Exercises to complete:
1 > Answer these questions from the text on Nepal's peace process, one line each:
(a) How many MACs were given new Special Committee ID cards?
(b) To how many camps did the next phase of work reduce the number?
(c) Who was Member Secretary of the Special Committee?
2 > In every one of the records, switch "clear shallow water" to "calm shallow water" and write the records out again with everything else left as it is.

Reading text:
Operational Partnership: Following political agreement, the Secretariat completed re-verification and regrouping simultaneously in all seven cantonments and 21 camps. 17,052 MACs were given new Special Committee ID cards with 2,550 found missing. Just over 9,000 chose integration with less than 8,000 opting voluntary exit. Only a handful chose the rehabilitation packages. Next phase of work reduced the number of camps to fifteen. The closed camps were handed over to the NA and the APF. The third phase work led to the handover of the weapons containers and perimeter security to the NA. Finally, a selection process ascertained the number of MACs opting and qualifying for integration. The rest were given cheques for voluntary exit. So, within a short time the Secretariat fulfilled its vital responsibility without major problem and this part of Nepal's peace process was completed.
· I & R of large number of MACs at 28 locations in the physical terrain, political environment, work culture and mindset of current Nepal was a management nightmare. Logistic and manpower needs were huge. Careful and detailed operational planning and preparations were crucial. One small problem in one area could spread and delay or even derail the process. So, tact in handling each individual case was vital.
· In this huge, complex and sensitive task, integrity, hard work and dedication of the members of the Secretariat played the most crucial role. Their sense of mission and commitment to the larger good overrode many personal grievances, several administrative shortcomings and political differences.
· Operational experience of the Coordinator, partnership of other members and the staff to go beyond the call of duty made this project successful. Cabinet Secretary Madhav Ghimire, Member Secretary of the Special Committee, helped "de-bureaucratize" many things that could have otherwise been stuck. Readiness of the security forces, especially the NA fulfilling the instructions given to them often at short notice is praiseworthy. On the whole, this experience proved that with leadership and motivation Nepalese can handle difficult tasks as effectively, if not better than trained, experienced and highly paid international experts.
Issues for reflection: This stage of work has been done. But some issues for reflection remain:
· The UCPNM has formally renounced violence and the CPN-M is today defending multi party democracy and separation of powers and so unlikely to return to violent politics in the current situation. Reports on the MACs undergoing training and opting voluntary exit are also positive. Prolonged political transition must not be allowed to adversely affect the transformation of the Maoist parties and influence the former MACs inside the NA and active in politics and society.
· Would it have been better for the country in the long run to integrate more MACs into the closed environment of the NA with rigorous retraining or sending them into society with cash? The Special Committee took a risk in offering generous monetary incentive for voluntary exit. How to minimize the risks of the former combatants being misused by some violent political groups or criminals in the future?
· Why did so few MACS choose the rehabilitation option? Would a monitoring mechanism be useful in case the MACs opting voluntary exit needed and sought help? Reflections on these and other questions would have been useful before or may still be necessary now.
Conclusions: Post Cold-war conflicts are mostly internal in the developing world but the intellectual tools for conflict resolution and peace building are developed elsewhere. Financial support and operational leadership also come from mainly multinational arrangements. External roles interfaced with local interests can create problems of intellectual ownership, political leadership and managerial expertise. Nepal initially faced these problems. But, driven by the power of ideas political will took back the intellectual ownership making this part of Nepal's peace process a truly nationally driven exercise. Finally political leadership supported by operational partnership led to the success of the SIR of the MACs.
Nepal's political conflict is far from over. Despite some dilemmas, the significant contribution of the successful SIR of the MACs is in transforming violent conflict into peaceful competition for power, at least for now. But then the transition should be managed well and completed soon. Otherwise things we consider success today may unravel tomorrow. Hopefully, sooner than later, with some measures of healing the wounds, wiping the tears and finally promulgation of the new democratic constitution, Nepal's peace process can be theorized as a new model of restoring peace in conflict torn societies.

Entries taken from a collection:
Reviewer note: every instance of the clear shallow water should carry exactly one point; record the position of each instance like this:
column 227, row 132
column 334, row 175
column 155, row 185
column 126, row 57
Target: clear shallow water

Solutions:
1 >
(a) 17,052
(b) Fifteen
(c) Cabinet Secretary Madhav Ghimire

2 >
Reviewer note: every instance of the calm shallow water should carry exactly one point; record the position of each instance like this:
column 227, row 132
column 334, row 175
column 155, row 185
column 126, row 57
Target: calm shallow water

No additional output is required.